(TASK GOAL)
In the records below, locate the line containing "Could you identify the white road", then output that line and all later lines exactly, through the last one.

[Stored data entries]

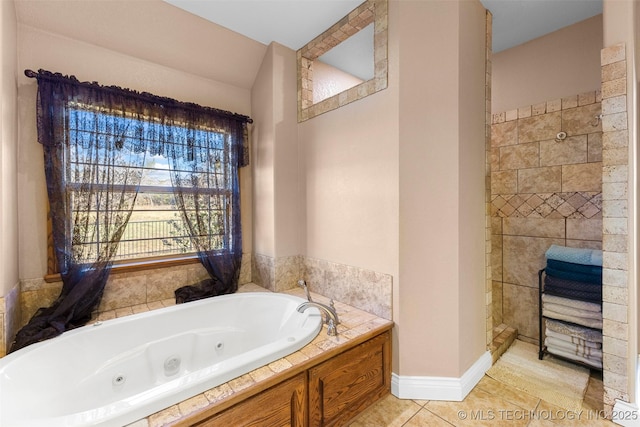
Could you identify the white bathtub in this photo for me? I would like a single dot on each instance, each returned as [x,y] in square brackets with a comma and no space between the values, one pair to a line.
[121,370]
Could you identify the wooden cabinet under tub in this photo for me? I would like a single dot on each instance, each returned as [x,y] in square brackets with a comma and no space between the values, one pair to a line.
[328,391]
[284,404]
[345,385]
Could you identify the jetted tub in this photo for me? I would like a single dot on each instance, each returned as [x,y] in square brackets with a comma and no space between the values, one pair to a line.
[118,371]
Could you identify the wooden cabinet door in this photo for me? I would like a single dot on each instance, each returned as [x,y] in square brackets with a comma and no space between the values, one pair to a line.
[345,385]
[284,404]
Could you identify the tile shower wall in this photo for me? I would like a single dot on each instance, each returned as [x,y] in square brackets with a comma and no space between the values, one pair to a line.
[615,276]
[544,190]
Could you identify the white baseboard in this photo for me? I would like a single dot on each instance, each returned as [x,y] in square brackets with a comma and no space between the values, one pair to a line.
[440,388]
[626,414]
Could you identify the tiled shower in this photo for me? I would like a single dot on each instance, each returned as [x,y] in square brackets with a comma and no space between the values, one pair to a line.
[546,188]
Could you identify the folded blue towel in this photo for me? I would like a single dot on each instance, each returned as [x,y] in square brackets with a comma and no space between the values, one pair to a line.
[574,268]
[574,276]
[575,255]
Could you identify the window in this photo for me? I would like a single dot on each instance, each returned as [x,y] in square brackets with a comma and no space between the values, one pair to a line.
[155,227]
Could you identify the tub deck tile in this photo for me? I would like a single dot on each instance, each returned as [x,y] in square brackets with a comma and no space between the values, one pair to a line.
[219,393]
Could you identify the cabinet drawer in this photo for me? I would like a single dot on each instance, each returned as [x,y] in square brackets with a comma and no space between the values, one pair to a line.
[345,385]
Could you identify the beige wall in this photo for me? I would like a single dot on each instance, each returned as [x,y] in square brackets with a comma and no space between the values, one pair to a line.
[38,49]
[8,150]
[442,168]
[563,63]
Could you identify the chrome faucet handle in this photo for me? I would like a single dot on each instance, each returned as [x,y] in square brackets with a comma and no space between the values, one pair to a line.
[333,306]
[331,328]
[303,284]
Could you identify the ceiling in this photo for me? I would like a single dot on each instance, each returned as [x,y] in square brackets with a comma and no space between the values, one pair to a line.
[293,23]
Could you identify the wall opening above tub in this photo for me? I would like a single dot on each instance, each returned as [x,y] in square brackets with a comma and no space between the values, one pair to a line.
[323,87]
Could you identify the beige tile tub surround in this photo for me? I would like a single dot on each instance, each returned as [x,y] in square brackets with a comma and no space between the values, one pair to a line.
[367,290]
[543,191]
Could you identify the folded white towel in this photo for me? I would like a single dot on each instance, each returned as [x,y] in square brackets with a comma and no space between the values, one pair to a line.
[573,340]
[572,348]
[581,332]
[577,304]
[591,323]
[572,311]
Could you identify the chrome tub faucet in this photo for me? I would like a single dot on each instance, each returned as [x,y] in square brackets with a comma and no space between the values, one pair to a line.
[303,284]
[330,315]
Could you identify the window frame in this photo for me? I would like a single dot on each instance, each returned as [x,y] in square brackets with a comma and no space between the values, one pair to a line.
[152,262]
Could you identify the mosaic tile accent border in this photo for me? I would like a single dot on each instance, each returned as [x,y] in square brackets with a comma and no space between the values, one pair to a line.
[573,205]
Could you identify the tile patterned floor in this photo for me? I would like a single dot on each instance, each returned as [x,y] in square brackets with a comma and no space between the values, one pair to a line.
[490,403]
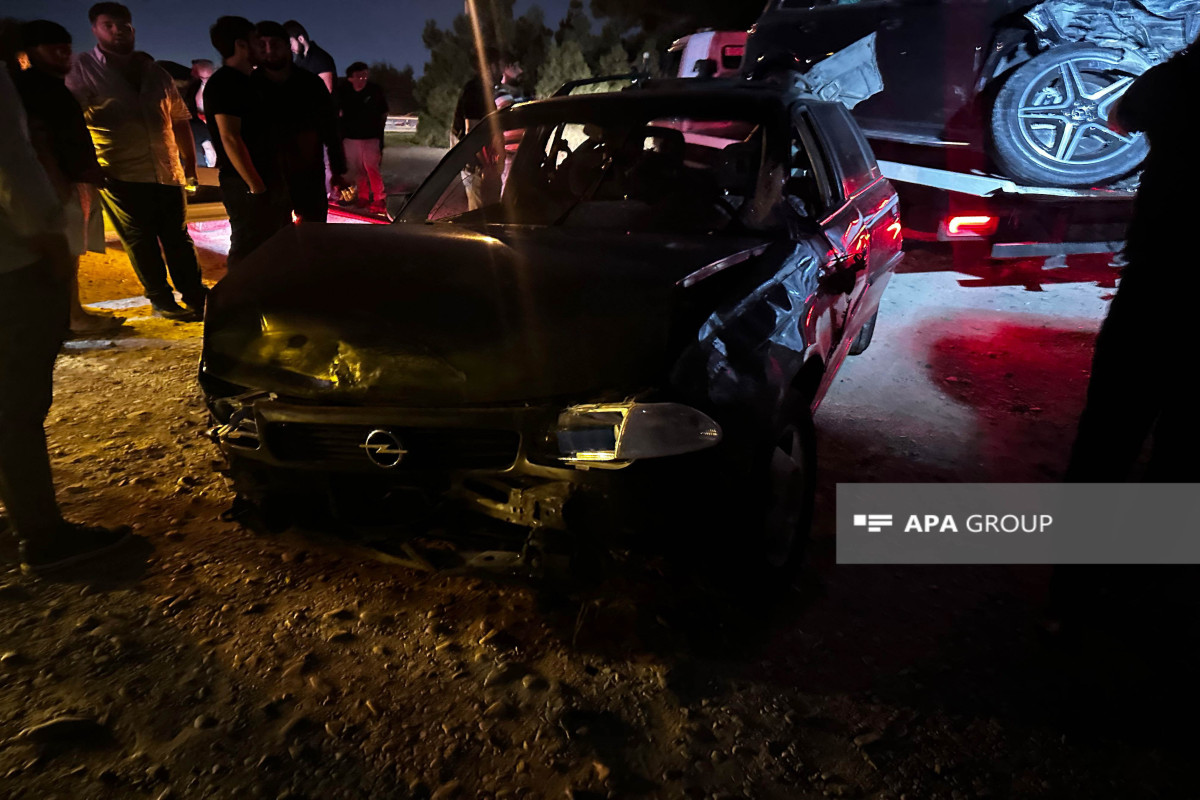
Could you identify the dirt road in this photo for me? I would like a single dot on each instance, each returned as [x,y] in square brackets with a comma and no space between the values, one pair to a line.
[222,665]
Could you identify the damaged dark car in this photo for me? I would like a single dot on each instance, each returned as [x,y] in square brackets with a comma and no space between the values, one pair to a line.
[603,317]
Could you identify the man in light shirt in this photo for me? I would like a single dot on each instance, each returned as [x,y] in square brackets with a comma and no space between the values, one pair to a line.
[142,131]
[35,278]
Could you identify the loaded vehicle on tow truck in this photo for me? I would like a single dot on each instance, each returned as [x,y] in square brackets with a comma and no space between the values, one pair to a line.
[991,116]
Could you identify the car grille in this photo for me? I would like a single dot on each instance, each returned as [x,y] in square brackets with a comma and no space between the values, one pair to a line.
[341,445]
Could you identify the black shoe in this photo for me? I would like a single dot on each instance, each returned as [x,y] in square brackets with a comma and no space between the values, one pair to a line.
[71,545]
[175,312]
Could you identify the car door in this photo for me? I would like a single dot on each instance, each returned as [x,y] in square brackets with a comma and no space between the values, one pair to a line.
[833,143]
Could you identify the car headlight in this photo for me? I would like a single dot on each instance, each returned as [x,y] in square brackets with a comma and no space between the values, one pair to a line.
[617,433]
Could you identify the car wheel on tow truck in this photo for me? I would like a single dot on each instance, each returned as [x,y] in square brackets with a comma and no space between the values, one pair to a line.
[1049,121]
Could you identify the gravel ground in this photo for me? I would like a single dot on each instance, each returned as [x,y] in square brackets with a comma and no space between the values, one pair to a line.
[211,662]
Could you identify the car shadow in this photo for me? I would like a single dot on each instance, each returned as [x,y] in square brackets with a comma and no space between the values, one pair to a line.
[1032,274]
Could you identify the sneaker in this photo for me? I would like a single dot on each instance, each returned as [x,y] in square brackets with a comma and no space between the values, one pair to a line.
[72,545]
[175,312]
[196,302]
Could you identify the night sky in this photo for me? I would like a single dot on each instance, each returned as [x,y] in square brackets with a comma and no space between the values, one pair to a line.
[352,30]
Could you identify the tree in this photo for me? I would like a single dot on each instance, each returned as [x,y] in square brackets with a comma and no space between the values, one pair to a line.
[399,86]
[672,18]
[453,60]
[564,62]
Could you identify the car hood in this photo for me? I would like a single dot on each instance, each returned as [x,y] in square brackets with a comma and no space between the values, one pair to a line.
[441,314]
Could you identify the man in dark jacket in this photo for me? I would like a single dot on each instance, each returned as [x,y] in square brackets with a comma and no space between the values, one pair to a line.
[304,120]
[251,184]
[1138,384]
[364,110]
[64,148]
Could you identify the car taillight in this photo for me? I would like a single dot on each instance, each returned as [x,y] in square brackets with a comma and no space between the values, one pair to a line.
[978,224]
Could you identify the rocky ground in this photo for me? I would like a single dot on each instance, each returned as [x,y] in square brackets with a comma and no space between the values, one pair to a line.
[213,662]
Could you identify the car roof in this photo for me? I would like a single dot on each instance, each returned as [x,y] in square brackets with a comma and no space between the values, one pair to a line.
[712,96]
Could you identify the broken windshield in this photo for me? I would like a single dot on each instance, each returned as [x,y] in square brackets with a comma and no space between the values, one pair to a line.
[670,174]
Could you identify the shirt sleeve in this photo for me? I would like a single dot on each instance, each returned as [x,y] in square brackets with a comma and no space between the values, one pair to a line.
[27,197]
[77,84]
[175,103]
[1145,102]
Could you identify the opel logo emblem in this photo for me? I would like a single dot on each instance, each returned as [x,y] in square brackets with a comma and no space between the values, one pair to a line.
[383,449]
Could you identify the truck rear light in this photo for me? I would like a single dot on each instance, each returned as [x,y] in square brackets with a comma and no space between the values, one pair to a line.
[973,226]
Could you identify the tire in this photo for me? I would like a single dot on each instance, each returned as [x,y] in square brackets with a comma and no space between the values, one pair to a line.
[865,334]
[1048,120]
[787,493]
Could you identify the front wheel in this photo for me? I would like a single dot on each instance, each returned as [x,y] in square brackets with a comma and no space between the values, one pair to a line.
[1049,122]
[791,494]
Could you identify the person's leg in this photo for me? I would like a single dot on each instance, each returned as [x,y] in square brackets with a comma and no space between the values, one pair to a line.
[131,206]
[354,172]
[33,325]
[252,218]
[1176,438]
[309,197]
[372,156]
[1122,403]
[178,246]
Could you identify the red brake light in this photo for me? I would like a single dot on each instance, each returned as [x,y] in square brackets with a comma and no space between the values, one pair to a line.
[971,226]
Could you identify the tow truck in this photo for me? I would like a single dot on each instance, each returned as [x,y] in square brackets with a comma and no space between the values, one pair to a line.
[946,193]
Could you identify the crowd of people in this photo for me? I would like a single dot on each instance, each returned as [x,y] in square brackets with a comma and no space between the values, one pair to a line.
[111,130]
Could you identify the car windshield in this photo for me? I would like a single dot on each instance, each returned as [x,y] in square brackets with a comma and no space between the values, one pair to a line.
[684,173]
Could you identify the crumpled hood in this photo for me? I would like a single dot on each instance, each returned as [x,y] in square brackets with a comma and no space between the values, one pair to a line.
[441,314]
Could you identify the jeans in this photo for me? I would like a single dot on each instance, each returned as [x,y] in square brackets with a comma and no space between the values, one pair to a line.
[33,325]
[253,218]
[363,157]
[150,218]
[1140,385]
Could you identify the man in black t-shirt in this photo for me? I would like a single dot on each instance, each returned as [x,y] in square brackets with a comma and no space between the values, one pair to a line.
[1137,388]
[364,110]
[309,55]
[251,182]
[481,180]
[304,124]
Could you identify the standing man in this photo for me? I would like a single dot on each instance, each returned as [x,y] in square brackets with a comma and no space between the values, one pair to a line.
[310,55]
[364,114]
[64,148]
[143,138]
[35,276]
[251,181]
[481,179]
[1138,385]
[193,97]
[304,121]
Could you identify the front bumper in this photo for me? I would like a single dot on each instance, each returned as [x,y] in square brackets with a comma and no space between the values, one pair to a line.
[495,461]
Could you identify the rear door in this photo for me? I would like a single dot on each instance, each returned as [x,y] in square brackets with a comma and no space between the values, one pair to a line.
[865,229]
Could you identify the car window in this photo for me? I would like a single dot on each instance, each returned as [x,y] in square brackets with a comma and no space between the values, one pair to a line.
[681,174]
[847,149]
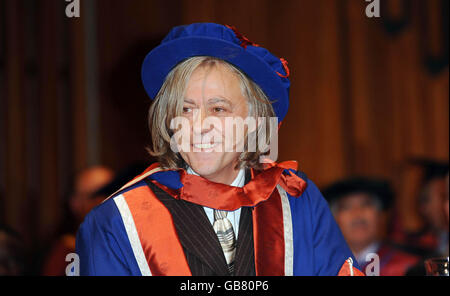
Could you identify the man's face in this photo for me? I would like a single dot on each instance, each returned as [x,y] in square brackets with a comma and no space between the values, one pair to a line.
[216,93]
[358,217]
[431,208]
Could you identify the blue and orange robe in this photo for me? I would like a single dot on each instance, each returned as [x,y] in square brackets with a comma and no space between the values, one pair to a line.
[155,225]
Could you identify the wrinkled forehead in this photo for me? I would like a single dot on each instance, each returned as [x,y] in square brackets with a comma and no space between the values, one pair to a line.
[215,83]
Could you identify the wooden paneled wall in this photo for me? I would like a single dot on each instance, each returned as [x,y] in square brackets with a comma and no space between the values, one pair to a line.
[366,94]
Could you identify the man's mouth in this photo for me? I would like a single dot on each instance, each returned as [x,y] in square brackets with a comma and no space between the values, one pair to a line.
[205,145]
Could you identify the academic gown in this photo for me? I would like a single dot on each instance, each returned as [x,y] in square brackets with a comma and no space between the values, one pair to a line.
[156,225]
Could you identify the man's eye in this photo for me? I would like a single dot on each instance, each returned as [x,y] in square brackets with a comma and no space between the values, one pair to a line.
[219,109]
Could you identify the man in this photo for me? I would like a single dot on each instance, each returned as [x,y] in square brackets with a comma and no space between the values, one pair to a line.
[357,205]
[214,205]
[82,200]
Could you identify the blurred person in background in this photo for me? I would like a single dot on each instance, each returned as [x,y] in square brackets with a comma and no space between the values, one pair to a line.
[431,240]
[12,253]
[358,205]
[81,201]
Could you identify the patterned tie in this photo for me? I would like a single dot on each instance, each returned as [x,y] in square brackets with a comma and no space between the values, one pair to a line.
[224,230]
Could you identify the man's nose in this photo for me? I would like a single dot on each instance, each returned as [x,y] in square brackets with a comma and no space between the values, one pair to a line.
[198,119]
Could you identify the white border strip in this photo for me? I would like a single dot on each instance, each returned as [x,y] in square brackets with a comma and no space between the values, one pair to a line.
[133,236]
[288,233]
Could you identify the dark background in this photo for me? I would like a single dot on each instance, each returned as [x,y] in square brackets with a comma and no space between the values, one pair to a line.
[367,94]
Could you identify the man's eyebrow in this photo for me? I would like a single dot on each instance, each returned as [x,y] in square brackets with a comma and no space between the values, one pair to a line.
[219,100]
[189,101]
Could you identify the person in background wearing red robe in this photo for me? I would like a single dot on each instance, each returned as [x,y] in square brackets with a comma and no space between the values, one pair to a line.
[357,205]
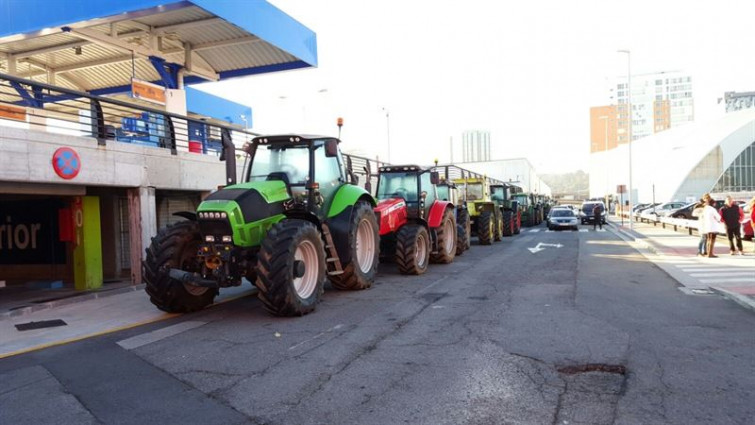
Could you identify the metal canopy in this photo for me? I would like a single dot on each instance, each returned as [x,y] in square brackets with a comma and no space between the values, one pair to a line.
[98,47]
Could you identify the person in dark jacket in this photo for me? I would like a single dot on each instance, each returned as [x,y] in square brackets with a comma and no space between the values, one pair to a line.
[732,215]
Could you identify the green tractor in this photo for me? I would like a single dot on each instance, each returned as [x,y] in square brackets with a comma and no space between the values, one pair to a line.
[501,195]
[295,220]
[447,191]
[486,219]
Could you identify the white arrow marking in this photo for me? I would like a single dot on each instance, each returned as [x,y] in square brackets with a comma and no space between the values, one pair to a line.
[541,246]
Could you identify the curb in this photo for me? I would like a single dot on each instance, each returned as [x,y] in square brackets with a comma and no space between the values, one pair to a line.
[740,299]
[70,300]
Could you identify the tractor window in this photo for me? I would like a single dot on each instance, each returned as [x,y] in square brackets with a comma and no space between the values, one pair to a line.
[398,185]
[474,191]
[327,172]
[291,161]
[428,188]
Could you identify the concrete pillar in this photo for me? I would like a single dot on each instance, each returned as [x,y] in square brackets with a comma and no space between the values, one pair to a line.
[142,213]
[87,254]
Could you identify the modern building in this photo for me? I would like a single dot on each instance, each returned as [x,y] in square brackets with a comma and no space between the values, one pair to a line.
[518,171]
[475,145]
[659,101]
[102,140]
[683,163]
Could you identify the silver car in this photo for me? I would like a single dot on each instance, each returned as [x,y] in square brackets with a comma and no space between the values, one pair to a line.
[562,218]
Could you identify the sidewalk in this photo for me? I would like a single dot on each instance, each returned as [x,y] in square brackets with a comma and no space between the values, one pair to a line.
[87,317]
[676,254]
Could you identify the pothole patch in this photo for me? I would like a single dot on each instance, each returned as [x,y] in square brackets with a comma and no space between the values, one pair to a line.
[593,367]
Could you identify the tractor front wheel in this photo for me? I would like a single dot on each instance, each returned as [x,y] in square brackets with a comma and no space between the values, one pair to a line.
[175,246]
[412,249]
[508,222]
[463,232]
[364,246]
[485,228]
[446,234]
[291,268]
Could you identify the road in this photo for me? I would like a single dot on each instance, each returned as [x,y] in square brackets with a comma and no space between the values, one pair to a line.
[587,332]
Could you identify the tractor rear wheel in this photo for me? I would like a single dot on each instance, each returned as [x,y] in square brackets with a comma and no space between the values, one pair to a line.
[412,249]
[463,231]
[291,268]
[364,246]
[508,223]
[175,246]
[485,228]
[446,237]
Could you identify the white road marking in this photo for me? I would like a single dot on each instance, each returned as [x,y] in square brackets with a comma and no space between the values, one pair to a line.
[157,335]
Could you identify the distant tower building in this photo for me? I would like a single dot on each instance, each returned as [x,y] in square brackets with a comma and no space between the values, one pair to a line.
[659,101]
[475,146]
[737,101]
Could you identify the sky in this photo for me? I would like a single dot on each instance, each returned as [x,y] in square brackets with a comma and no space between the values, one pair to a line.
[527,71]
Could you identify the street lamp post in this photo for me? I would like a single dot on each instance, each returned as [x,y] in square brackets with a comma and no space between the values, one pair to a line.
[629,130]
[605,160]
[388,132]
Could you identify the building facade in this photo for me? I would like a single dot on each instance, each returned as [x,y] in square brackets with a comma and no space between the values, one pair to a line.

(RESULT FOR THIS EXERCISE)
Could you identify the white road marking in this photo for me? I would like a single dot on each instance, each returned as [x,y] in square brackets with a comma and no space between the values, one pair to a line.
[157,335]
Could you identify the distant tower building in this photo for me? I would like a single dot on each instance, each returned as [x,y] in square brackets with a comma and no space between the values, one pair to a line.
[659,101]
[475,146]
[737,101]
Could you identify the sky in this photo for me? I would like a single dot on each instance, each returned as [x,y] in square brackets with a comma and no space between the values, one pair to a line.
[527,71]
Could you identify the street lamp post in this photo for me? I would like a single dot on each instance, each returned as [x,y] in square brackets with a comma and no space between the values, one pair to a line.
[629,130]
[605,160]
[388,132]
Could you identify the building facade in this photo for me? I would like a single dot on each instance, each returned as [x,y] in square brackets with a comma and no space between the values, one pair to a line.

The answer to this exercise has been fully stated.